(Rows taken from a segmentation dataset)
○ ○ ○ ○ ○ ○ ○

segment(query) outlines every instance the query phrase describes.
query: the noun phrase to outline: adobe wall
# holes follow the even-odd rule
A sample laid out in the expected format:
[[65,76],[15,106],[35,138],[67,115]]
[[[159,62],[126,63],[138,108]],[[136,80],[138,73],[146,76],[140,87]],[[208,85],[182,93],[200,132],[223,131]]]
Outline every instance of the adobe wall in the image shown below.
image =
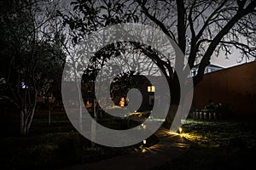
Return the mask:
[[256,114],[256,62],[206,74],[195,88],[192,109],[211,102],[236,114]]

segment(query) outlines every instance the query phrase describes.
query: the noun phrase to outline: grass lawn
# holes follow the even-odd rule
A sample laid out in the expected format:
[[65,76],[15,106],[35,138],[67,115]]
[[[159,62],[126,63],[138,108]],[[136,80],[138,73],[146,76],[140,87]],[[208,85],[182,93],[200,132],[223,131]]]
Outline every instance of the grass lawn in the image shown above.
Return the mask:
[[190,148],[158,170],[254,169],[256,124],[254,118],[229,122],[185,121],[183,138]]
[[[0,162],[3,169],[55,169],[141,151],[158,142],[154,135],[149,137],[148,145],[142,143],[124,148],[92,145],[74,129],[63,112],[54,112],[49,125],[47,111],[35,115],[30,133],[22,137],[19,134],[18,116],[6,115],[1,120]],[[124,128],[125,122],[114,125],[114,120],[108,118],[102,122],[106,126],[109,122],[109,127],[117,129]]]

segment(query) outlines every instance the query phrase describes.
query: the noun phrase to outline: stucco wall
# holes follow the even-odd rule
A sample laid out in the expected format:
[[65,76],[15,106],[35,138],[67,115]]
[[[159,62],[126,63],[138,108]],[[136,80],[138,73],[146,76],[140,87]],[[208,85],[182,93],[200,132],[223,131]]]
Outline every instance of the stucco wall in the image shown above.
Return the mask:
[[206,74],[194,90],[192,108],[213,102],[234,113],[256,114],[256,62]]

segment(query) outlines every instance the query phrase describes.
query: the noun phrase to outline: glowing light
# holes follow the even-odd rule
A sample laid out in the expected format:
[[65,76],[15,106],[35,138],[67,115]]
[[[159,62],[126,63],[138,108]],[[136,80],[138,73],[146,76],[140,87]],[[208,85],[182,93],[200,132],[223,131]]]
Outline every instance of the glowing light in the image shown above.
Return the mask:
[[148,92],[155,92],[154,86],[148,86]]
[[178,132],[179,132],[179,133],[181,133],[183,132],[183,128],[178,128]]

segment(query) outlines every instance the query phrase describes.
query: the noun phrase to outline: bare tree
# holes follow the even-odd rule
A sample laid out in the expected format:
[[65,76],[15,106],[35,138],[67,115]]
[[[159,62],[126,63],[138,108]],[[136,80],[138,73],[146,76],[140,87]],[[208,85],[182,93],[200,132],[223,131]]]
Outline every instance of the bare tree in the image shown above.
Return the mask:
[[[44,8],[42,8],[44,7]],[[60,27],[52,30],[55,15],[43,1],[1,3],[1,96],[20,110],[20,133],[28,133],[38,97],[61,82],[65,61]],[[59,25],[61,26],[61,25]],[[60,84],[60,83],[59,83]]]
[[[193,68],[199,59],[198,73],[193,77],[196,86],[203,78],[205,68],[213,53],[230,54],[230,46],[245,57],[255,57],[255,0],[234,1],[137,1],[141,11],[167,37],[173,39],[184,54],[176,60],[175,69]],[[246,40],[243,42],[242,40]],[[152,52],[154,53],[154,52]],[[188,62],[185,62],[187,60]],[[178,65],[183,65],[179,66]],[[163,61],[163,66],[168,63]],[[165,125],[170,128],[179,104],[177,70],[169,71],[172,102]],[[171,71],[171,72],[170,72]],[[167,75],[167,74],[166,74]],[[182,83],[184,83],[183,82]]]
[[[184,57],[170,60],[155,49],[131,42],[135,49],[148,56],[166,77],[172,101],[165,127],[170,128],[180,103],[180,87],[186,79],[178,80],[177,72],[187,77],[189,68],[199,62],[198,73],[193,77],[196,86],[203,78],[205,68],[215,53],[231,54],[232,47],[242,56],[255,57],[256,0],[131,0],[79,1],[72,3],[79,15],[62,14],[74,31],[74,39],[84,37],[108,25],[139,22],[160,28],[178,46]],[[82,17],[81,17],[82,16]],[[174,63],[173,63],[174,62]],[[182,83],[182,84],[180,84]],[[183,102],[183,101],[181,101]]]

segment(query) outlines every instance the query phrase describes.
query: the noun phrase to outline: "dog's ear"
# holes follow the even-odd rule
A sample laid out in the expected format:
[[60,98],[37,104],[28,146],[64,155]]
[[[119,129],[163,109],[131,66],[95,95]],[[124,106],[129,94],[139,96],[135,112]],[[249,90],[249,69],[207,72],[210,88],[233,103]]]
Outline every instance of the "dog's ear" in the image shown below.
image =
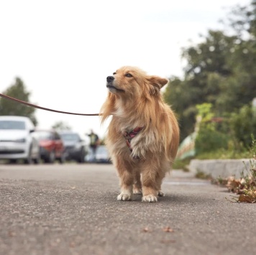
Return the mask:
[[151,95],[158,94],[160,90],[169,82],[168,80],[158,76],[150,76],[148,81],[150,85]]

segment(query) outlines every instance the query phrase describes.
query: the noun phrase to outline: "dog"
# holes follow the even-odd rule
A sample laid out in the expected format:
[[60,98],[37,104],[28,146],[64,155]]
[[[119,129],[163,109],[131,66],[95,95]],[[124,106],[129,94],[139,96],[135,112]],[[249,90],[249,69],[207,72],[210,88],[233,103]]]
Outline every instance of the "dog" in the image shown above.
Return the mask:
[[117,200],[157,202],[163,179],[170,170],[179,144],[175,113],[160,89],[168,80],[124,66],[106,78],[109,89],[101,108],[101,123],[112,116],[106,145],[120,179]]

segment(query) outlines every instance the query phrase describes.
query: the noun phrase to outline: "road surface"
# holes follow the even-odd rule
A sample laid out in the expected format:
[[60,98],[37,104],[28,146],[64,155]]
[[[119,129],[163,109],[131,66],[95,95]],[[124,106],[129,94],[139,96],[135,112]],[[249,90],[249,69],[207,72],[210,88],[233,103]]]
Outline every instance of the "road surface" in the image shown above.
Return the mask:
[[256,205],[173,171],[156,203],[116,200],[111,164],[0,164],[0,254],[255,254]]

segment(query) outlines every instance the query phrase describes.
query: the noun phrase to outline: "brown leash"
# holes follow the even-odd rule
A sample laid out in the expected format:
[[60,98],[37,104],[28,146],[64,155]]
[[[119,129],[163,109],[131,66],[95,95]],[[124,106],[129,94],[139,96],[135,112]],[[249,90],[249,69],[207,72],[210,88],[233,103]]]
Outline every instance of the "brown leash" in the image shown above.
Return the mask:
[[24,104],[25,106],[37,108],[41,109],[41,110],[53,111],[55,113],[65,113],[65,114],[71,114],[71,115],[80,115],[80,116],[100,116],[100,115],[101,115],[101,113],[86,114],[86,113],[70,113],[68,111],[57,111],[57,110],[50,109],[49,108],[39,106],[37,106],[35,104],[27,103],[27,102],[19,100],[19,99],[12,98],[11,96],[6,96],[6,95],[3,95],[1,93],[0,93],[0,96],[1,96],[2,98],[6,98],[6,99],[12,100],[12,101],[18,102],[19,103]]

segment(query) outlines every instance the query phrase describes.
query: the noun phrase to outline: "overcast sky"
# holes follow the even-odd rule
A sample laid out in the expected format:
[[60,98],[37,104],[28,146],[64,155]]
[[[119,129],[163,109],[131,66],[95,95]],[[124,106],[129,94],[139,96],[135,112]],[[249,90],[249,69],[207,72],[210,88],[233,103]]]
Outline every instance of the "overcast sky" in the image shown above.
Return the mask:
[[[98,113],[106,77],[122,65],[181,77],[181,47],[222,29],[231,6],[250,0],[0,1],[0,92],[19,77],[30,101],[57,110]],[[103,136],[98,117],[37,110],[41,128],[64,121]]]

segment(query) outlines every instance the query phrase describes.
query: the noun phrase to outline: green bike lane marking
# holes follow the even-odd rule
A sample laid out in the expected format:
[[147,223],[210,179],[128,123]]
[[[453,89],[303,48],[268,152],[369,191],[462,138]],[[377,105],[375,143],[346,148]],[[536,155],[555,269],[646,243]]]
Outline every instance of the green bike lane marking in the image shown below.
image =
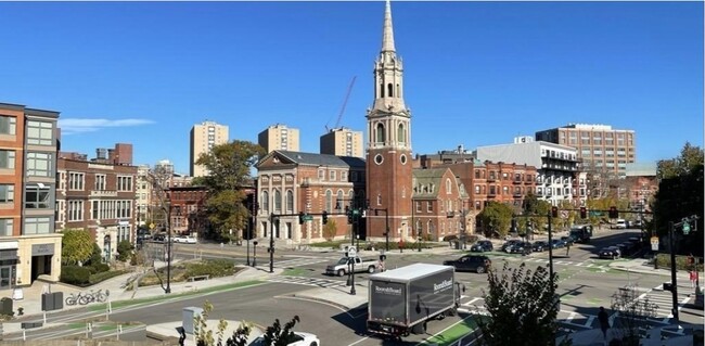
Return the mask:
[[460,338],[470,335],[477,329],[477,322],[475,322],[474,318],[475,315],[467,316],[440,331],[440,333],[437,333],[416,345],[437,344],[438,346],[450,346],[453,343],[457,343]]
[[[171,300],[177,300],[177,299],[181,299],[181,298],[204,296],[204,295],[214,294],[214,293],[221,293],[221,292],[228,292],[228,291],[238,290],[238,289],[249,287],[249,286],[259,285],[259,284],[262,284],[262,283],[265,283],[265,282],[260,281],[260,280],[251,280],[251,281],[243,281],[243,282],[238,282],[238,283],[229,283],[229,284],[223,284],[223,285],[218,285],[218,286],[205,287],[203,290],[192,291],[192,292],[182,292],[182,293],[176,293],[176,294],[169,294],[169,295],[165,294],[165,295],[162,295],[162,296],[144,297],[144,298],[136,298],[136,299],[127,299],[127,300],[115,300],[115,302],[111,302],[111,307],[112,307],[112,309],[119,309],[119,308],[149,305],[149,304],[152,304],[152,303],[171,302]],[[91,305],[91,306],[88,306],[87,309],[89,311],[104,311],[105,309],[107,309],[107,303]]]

○ ○ ○ ○ ○ ○ ○

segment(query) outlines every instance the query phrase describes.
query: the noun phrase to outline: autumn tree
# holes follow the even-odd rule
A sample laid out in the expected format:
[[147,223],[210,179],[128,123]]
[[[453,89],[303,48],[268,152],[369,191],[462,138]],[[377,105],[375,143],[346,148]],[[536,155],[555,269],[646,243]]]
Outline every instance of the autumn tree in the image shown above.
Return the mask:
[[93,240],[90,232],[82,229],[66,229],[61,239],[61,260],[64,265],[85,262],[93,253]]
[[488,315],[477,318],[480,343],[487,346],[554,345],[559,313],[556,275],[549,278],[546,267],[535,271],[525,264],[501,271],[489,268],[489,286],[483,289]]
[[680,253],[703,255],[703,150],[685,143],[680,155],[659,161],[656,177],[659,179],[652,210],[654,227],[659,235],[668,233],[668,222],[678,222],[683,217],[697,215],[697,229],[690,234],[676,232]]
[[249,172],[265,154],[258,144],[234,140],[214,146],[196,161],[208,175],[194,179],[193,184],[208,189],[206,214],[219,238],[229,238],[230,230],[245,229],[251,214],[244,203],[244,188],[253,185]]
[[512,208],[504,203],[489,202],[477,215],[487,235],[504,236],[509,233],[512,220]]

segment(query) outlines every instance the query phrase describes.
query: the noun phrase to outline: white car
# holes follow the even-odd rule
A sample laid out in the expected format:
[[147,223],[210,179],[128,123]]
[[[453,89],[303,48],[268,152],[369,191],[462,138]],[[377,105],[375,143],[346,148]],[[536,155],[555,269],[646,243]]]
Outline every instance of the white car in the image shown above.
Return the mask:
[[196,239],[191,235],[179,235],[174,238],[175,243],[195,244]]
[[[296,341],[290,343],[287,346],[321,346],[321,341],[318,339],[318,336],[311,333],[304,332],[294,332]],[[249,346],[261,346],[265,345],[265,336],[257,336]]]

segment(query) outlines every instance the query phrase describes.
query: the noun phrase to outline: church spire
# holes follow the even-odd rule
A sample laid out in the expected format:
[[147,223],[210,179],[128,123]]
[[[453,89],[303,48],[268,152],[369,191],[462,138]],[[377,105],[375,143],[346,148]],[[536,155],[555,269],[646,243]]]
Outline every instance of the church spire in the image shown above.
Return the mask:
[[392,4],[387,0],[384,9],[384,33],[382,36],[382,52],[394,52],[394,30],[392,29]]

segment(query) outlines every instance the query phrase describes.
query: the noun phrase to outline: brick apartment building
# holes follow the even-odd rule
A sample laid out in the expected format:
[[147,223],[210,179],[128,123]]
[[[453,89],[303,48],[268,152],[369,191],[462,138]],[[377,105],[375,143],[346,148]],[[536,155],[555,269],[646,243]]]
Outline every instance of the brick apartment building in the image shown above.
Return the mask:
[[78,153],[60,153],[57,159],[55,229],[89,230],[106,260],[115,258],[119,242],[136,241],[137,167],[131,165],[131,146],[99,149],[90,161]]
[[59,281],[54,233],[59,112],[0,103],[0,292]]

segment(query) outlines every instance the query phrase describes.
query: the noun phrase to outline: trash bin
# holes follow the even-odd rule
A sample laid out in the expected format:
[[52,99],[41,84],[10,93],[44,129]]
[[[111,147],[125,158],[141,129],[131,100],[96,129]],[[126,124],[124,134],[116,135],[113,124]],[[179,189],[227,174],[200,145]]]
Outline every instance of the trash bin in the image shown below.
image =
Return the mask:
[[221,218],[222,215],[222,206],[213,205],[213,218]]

○ ○ ○ ○ ○ ○ ○

▶ _Stated task_: Which lines of the material above contain the string "adobe"? Pick out and copy each of them, treating uppercase and lowercase as different.

▶ _Response_:
query: the noun phrase to outline: adobe wall
Outline every instance of the adobe wall in the image shown below.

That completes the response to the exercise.